Given task 1:
In the cooking-show thread, which version of Kitchen Nightmares is the American version based on?

Source document:
::::
As far as staging/recruiting patrons or using actors for a show, it is pretty much a given. Do you really think that a previously failing restaurant fills up on the opening night, after a quick paint job and a menu change...heck no. I'm sure local patrons are used and actors/background are brought in to fill the place up as needed. That's showbiz, grammys, MTV Music awards, Oscars...even concerts are "papered" to make the venue appear almost sold out. It doesn't change the outcome of the show, so no harm, no foul.

Oh, and I like Dinner Impossible as well.


----------



## free rider (May 23, 2006)

Kitchen Nightmares is both American and British. The American version began somewhat after and is based upon the British version. (Ramsay, right?)

Dinner Impossible is and American show. (Irvine?)

H3 Kitchen is an American show. (Ramsay)


----------



## smylietron (Oct 15, 2007)

I've dug Ramsay ever since he advocated eating horse meat. The guy's brutally honest, a **** good chef, and I'm embarrassed to admit I enjoy the machismo.

Irvine I know next to nothing about, but I'm learning more thanks to this thread.


----------



## carlaird (Jan 16, 2007)

Robert Irvine Is Just Hot!!!!!!!!
So He Wins Everything!


----------



## blueicus (Mar 16, 2005)

Eh, I dunno, Irvine's too bulky up top... he looks like a WWF "wrestler" who took too many steroids.


----------



## younggun (Jun 10, 2007)
::::
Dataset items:
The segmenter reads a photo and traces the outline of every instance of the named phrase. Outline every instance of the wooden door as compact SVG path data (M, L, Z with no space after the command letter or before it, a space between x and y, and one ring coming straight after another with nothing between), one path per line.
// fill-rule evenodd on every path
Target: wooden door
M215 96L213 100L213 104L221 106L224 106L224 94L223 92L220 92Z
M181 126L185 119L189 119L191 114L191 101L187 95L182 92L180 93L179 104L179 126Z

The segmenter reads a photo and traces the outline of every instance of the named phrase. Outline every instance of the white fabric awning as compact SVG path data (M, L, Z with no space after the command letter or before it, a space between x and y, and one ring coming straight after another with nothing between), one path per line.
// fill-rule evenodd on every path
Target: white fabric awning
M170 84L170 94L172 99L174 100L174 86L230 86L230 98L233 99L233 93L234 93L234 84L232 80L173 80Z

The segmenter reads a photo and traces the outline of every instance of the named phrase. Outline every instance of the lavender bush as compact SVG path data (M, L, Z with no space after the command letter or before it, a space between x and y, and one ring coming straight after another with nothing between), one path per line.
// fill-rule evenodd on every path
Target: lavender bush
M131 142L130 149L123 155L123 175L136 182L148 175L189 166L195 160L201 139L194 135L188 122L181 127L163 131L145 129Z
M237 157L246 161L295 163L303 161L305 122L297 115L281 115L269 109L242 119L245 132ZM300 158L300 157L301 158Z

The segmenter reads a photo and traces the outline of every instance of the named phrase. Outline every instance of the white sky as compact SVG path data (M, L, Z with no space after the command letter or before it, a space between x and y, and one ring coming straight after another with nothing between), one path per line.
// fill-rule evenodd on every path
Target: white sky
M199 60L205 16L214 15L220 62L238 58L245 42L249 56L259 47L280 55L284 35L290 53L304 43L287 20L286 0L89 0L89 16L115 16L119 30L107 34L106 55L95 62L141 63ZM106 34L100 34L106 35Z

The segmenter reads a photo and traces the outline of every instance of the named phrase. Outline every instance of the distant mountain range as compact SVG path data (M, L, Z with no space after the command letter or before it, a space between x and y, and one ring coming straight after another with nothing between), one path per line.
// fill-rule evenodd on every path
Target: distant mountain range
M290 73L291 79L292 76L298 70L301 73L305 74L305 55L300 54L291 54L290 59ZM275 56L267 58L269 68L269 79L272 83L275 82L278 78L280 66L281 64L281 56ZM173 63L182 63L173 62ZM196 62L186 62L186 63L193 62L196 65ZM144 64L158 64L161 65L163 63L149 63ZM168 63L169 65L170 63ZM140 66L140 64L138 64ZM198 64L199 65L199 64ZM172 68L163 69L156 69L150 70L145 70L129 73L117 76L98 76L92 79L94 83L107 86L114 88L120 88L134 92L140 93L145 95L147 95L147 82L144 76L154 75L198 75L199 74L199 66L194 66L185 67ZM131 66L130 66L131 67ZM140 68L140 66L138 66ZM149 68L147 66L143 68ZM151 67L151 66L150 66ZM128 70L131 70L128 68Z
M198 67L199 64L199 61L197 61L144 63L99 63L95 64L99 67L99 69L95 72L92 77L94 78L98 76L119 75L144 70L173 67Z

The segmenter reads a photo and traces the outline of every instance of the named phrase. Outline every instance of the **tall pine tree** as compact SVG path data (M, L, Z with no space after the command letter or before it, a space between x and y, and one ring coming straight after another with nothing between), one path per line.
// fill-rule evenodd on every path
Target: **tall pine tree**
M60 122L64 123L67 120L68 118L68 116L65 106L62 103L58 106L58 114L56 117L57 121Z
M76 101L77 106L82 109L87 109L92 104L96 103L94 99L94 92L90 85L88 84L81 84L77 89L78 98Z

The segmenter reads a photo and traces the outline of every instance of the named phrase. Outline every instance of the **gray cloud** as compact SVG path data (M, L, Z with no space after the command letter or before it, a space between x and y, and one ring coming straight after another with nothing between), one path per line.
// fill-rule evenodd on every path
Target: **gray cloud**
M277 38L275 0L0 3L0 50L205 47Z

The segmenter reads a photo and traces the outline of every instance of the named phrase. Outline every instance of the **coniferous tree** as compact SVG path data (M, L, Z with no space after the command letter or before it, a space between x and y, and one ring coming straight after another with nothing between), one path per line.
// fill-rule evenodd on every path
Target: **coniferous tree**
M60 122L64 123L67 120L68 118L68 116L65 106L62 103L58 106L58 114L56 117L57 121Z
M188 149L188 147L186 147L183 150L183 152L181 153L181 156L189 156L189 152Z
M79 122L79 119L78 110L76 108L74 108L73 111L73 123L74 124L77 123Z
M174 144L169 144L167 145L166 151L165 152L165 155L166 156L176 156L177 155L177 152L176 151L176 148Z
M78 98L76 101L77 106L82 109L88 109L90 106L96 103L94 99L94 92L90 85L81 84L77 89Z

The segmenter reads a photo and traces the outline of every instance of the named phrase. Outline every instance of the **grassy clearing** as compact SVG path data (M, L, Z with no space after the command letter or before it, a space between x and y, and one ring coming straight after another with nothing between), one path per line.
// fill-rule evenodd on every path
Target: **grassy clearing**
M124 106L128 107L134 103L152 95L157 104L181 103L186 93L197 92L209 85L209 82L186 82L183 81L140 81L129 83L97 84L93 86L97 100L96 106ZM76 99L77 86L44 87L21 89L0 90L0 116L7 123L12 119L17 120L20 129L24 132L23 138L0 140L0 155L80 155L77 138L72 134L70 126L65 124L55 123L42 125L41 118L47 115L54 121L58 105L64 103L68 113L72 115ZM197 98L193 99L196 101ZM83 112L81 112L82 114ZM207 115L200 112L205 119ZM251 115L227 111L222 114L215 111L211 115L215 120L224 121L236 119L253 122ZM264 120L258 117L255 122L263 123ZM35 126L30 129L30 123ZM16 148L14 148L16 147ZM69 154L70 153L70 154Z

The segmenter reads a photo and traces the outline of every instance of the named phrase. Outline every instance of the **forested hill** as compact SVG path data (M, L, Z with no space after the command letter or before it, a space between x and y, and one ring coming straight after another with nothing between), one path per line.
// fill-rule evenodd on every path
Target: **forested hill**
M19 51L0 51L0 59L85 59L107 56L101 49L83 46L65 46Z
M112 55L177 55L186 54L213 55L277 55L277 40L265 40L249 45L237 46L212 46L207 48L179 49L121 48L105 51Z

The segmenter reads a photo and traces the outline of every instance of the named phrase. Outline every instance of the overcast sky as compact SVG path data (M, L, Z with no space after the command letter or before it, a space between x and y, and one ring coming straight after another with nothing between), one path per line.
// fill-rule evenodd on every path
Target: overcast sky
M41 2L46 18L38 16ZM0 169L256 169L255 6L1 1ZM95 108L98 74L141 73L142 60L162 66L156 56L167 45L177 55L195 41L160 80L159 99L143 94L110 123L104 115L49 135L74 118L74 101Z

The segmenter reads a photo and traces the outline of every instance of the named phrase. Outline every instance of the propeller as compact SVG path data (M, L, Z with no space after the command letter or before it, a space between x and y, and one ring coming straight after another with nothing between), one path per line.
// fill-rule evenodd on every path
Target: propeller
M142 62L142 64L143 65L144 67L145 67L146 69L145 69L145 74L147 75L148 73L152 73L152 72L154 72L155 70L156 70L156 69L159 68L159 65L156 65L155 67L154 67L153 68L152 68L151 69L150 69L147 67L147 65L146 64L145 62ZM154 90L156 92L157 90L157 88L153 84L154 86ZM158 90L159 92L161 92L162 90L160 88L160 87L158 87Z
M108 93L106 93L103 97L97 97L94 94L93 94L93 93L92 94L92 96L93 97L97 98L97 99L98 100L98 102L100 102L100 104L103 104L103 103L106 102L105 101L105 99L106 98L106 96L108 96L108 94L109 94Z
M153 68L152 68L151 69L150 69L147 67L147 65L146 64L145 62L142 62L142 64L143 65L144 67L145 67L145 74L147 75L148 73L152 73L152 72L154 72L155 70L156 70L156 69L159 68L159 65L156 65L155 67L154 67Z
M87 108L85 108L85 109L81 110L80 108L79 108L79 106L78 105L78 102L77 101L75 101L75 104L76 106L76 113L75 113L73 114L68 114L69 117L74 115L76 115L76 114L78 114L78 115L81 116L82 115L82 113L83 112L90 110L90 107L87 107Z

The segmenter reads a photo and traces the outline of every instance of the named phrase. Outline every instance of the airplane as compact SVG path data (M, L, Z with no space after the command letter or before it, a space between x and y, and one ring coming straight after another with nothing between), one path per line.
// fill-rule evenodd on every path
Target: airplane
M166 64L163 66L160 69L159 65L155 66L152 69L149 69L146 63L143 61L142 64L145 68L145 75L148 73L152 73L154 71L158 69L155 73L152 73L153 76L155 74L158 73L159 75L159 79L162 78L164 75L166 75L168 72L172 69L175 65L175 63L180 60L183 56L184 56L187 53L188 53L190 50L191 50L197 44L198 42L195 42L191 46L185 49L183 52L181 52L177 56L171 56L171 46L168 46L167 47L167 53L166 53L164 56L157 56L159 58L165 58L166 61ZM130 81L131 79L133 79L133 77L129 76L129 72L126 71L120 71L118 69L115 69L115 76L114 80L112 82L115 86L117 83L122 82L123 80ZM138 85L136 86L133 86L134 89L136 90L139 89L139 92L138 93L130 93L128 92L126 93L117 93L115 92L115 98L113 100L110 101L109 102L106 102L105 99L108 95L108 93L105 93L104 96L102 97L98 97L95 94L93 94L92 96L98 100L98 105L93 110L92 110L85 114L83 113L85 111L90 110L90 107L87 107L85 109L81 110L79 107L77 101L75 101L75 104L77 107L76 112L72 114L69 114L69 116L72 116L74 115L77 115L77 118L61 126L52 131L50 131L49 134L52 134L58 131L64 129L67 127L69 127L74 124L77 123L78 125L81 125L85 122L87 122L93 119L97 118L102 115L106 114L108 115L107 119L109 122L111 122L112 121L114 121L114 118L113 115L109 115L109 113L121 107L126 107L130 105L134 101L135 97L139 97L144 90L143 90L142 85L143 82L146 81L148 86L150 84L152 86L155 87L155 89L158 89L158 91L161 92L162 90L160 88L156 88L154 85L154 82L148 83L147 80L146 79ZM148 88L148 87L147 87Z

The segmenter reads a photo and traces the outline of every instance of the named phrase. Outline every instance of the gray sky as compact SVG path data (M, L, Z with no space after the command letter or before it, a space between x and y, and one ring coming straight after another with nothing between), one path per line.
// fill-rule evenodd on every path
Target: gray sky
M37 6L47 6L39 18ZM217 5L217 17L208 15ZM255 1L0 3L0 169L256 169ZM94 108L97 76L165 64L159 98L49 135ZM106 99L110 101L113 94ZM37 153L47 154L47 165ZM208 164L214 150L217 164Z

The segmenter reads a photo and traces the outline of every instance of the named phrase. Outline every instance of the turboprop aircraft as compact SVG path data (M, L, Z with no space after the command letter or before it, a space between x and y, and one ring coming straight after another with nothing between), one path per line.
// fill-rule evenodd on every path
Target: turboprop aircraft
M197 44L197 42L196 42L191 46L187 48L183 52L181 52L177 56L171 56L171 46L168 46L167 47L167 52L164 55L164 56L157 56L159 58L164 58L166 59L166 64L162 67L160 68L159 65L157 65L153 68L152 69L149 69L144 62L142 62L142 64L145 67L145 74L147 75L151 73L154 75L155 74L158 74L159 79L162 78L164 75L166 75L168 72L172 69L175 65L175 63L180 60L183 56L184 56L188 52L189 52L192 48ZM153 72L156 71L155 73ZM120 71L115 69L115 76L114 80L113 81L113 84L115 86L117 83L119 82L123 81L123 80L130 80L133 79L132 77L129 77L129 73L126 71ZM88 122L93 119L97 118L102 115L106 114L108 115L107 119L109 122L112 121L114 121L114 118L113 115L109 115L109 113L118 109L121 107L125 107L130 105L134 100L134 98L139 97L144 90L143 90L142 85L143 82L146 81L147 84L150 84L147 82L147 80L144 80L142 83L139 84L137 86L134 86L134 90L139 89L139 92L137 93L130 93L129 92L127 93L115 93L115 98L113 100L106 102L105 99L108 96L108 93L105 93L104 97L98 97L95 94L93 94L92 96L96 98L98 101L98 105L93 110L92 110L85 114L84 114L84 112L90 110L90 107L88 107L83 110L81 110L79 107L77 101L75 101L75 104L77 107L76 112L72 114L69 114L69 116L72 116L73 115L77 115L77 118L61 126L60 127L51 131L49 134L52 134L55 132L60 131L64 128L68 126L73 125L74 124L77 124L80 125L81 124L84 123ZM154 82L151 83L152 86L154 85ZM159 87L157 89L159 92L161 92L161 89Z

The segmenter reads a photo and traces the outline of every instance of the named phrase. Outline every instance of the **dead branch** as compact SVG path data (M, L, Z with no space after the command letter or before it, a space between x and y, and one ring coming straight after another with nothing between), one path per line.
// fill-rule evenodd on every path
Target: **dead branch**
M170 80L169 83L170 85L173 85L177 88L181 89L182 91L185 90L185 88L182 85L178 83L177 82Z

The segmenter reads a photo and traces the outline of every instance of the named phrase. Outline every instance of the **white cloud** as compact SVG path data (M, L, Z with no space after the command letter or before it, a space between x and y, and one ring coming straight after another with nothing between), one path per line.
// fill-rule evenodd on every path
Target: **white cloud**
::::
Given task 2:
Reproduce the part of the records that opens with the line containing "of the **forested" and closes with the line containing "M112 55L177 55L186", both lines included.

Task solution 1:
The British version.

Task solution 2:
The segmenter reads a photo and traces the outline of every instance of the named phrase. Outline every instance of the **forested hill** as compact SVG path data (M, L, Z with no space after the command letter or before it, a space between x and y, and one ring coming straight after another with nothing between), one path per line.
// fill-rule evenodd on every path
Target: **forested hill**
M19 51L0 51L0 59L85 59L107 56L101 49L83 46L65 46Z
M112 55L177 55L186 54L213 55L277 55L277 40L265 40L249 45L237 46L212 46L207 48L179 49L121 48L105 51Z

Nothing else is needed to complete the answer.